Exercise aim: How many lines of the records below contain the string "wheel"? Reply with the number alone.

Supplied data:
....

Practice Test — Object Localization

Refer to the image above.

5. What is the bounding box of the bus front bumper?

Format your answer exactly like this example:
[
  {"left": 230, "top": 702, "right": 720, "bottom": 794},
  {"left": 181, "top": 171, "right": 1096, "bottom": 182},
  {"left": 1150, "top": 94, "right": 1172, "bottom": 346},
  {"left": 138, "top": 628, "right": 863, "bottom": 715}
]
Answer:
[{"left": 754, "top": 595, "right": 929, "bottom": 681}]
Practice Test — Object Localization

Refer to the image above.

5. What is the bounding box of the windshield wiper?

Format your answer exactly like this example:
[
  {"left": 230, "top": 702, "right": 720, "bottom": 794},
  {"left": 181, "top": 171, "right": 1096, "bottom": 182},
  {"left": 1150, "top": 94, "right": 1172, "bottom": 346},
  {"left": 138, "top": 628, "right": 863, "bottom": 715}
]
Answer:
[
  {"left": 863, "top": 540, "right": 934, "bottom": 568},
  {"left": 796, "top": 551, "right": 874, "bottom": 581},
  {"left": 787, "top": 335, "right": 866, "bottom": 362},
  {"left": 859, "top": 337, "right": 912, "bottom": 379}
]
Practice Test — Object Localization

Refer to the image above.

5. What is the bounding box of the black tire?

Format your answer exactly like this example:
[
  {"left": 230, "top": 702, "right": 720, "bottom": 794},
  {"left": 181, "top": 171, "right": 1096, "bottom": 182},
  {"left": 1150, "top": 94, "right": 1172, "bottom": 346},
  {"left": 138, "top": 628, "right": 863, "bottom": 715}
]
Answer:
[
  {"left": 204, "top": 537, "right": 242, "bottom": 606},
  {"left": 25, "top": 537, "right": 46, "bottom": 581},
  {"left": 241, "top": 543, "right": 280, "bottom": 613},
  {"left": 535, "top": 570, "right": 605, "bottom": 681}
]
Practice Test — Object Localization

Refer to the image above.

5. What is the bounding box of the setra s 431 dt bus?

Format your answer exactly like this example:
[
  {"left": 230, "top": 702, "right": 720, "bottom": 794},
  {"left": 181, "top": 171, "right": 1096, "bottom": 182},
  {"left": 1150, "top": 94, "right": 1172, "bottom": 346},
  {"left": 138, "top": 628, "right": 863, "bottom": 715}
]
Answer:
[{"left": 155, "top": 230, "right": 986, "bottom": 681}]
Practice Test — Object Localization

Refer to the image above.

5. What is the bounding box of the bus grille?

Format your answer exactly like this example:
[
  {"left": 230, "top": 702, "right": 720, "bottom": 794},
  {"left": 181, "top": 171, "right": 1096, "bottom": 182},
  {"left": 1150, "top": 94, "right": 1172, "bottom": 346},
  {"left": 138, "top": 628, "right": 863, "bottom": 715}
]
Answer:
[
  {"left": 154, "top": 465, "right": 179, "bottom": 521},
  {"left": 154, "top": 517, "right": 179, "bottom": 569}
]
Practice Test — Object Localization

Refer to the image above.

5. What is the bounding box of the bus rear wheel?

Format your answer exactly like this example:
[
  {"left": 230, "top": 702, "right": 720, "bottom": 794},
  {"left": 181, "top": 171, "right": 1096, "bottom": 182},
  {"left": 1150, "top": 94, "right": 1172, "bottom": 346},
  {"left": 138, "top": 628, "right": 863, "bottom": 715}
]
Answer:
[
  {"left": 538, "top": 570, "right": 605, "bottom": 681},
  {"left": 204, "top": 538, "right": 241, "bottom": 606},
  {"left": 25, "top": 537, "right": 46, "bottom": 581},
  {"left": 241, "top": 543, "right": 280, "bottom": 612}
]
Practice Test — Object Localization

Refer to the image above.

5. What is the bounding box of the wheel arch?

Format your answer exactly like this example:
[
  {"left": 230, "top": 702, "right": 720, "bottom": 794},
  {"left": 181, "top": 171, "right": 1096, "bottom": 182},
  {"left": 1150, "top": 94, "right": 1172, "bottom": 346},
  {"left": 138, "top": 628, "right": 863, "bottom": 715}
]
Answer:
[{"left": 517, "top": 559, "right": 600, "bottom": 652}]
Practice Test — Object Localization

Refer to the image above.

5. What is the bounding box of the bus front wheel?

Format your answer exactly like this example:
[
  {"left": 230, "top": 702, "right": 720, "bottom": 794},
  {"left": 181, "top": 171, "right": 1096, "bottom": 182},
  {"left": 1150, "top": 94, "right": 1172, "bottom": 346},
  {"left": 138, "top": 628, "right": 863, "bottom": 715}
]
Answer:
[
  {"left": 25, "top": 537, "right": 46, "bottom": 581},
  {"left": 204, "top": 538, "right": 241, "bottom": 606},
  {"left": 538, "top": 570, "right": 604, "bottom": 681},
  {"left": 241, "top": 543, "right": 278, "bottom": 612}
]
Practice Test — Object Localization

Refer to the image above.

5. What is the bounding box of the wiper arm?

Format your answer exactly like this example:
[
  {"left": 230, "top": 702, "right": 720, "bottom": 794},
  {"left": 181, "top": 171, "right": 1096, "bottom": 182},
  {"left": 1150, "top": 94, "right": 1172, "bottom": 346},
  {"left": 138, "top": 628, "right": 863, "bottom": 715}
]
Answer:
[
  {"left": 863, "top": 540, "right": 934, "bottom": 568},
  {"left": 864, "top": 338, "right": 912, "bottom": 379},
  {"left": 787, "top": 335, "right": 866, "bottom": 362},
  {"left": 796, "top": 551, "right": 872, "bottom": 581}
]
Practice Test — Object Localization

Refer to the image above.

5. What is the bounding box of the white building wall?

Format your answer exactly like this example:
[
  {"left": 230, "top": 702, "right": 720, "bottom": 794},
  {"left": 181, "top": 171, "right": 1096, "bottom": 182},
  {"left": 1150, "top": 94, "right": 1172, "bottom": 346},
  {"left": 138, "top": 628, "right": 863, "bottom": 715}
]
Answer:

....

Solution: 3